### WRITTEN EXERCISE 1
Locate every line of the records below that contains the string "sleeve" and copy each one. Case counts.

### EXTRACTED TEXT
Sunday, July 05, 2009

Relational Economics


I'm on vacation, which means I get to spend some quality time nerding out with my brother. We just used a big chunk of beach as a chalkboard to explore this question:

Can relationships be meaningfully described as a series of rational decisions?


My mom's immediate answer, when she walked by to see what we were up to, was "don't be silly." First off, looking at the decisions that get made in a relationship doesn't really tell you about the heart and soul of that relationship, the emotion and subtlety that make that relationship work. Second, anyone who has experience with these things will tell you that relationships can be anything but rational. There's no rhyme or reason to love, and we had all better get used to it.

Despite the fact that she's my mother, and therefore always right, my brother and I persisted. Let's say, for the sake of argument, that relationships can be described that way. That means that a relationship can be thought of as a series of decisions that people make, and each of those decisions can be broken down to a sort of cost/benefit analysis that has one logical conclusion. This kind of a theory isn't meant to be practical, like most real world examples of physics most real world relationships are far too complicated to be predicted with any precision. (Physics can't, in any practical way, tell you how a teapot is going to shatter.) It could be interesting in thinking about overall trends in the ways that people connect with one another and communities come together.

Because, irrational as relationships seem, the decisions that we make in them almost always ARE rational (or at least as "rational" as our decisions to purchase things, and that hasn't hurt the field of economics.) To test this my brother and I decided to explore the following scenario:

Bob has called Alice and invited her to play golf on Saturday. Will Alice say yes?

As I've mentioned before in this blog, decisions about time are particularly important to understanding what makes relationships tick. A quick poll of the beach seemed to hint that this was, in fact, a problem with a rational answer. When presented with the scenario, people immediately sought to define factors which would define a rational decision.

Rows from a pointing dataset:
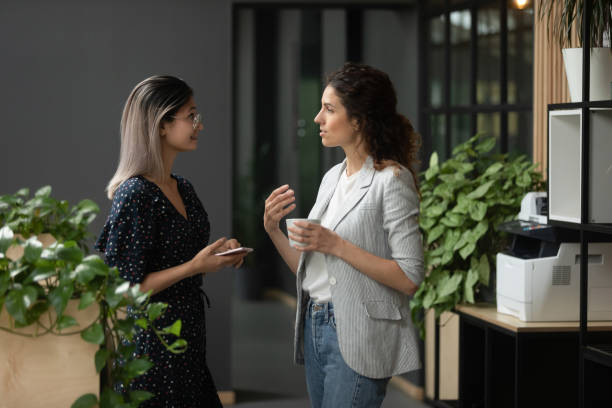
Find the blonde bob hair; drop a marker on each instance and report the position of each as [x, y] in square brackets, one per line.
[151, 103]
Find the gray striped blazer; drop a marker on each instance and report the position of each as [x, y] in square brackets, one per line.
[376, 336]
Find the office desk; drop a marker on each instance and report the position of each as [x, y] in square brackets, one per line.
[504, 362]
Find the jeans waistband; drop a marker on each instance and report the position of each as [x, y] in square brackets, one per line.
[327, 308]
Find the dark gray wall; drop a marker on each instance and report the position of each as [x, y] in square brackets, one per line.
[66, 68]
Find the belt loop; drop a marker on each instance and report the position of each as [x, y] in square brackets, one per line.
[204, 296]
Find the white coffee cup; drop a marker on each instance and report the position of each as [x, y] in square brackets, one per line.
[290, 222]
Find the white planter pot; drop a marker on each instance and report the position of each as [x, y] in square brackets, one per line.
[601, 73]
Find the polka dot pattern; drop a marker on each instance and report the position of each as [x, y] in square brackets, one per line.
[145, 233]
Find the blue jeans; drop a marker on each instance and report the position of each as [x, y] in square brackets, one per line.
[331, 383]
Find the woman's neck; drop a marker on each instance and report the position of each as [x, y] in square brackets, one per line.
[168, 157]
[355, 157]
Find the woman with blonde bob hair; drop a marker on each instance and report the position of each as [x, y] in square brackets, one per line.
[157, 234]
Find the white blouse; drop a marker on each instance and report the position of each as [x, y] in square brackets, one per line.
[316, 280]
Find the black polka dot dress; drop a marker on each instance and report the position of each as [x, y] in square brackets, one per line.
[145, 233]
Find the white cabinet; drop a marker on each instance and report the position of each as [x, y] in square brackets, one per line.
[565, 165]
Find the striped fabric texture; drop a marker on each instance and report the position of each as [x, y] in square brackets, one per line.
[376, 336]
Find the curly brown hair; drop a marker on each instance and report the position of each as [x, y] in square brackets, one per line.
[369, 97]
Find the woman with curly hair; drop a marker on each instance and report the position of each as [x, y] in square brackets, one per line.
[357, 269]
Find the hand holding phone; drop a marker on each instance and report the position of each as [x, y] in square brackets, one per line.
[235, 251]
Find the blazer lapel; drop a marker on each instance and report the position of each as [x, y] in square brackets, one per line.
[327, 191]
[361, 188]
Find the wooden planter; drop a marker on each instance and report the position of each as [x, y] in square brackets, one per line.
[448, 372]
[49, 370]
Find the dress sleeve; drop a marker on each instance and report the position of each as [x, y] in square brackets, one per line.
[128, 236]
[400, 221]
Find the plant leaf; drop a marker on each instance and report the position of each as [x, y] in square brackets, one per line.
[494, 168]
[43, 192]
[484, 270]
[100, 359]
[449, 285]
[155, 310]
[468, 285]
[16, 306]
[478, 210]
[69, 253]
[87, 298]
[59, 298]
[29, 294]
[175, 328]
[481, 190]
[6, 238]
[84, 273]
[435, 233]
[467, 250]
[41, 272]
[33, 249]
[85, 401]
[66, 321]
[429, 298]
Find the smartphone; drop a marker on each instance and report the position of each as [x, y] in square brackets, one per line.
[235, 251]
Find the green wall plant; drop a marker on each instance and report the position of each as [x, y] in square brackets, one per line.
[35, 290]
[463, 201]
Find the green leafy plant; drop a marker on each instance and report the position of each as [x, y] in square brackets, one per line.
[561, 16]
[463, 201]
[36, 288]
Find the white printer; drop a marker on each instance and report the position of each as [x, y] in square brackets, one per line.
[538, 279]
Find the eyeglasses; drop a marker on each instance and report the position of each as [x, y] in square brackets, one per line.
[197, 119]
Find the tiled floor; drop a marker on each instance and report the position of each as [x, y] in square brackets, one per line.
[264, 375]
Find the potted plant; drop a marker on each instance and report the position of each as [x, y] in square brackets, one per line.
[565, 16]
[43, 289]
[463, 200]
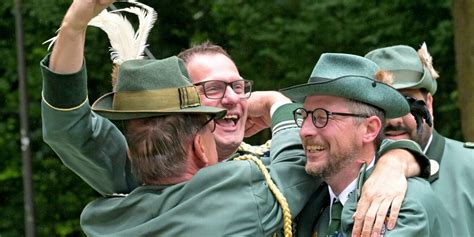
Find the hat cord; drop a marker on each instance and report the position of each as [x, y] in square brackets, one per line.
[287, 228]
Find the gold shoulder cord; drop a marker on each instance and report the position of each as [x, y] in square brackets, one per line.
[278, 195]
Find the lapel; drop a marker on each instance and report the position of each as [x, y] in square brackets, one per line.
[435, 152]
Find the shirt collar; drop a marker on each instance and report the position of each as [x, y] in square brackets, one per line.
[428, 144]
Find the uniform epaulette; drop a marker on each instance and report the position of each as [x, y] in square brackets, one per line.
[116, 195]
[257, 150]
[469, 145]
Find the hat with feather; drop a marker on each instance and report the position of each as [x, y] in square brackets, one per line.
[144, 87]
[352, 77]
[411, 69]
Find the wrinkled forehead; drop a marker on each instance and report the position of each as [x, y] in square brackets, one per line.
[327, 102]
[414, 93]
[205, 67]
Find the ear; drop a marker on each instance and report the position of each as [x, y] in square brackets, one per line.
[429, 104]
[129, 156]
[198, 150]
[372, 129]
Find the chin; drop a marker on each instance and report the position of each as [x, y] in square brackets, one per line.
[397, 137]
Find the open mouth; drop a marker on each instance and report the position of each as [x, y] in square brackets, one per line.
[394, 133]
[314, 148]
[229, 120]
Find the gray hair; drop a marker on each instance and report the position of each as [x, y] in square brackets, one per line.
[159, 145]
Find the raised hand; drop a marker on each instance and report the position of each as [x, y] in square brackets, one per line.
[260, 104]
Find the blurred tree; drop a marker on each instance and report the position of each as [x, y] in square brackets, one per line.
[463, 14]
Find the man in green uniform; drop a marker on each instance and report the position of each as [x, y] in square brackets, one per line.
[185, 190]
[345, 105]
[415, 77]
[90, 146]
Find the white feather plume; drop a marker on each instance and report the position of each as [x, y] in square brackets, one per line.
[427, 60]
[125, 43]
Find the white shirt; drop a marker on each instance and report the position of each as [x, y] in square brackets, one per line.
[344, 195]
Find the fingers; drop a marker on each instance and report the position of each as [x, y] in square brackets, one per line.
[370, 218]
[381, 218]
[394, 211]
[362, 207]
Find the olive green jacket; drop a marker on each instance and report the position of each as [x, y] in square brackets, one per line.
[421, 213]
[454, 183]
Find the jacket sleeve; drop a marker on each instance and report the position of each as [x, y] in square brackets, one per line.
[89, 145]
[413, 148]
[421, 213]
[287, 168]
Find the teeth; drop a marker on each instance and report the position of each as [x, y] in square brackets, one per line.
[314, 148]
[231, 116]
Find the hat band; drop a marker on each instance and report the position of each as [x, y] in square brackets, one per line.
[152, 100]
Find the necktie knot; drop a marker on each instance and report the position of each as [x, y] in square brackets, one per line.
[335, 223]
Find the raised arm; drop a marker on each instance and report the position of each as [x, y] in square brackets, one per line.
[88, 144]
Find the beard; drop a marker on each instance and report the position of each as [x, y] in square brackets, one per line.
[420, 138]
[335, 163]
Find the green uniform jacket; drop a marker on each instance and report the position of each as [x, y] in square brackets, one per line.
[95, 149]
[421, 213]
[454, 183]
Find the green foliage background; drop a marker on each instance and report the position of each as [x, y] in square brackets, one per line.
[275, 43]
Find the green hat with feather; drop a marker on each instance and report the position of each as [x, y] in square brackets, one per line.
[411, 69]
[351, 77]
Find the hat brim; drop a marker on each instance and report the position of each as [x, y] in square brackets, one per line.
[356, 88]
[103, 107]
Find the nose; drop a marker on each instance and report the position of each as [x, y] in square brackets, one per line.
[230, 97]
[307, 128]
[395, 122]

### WRITTEN EXERCISE 2
In the blog post on relational economics, what did the writer and the writer's brother use as a chalkboard?

### ANSWER 1
Find the dress sleeve; drop a marker on each instance and report the position of each as [x, y] in square brackets, one per line.
Find the jacket sleeve; drop a marker on each instance and report the position of each as [x, y] in square brackets, one per line.

### ANSWER 2
A big chunk of beach.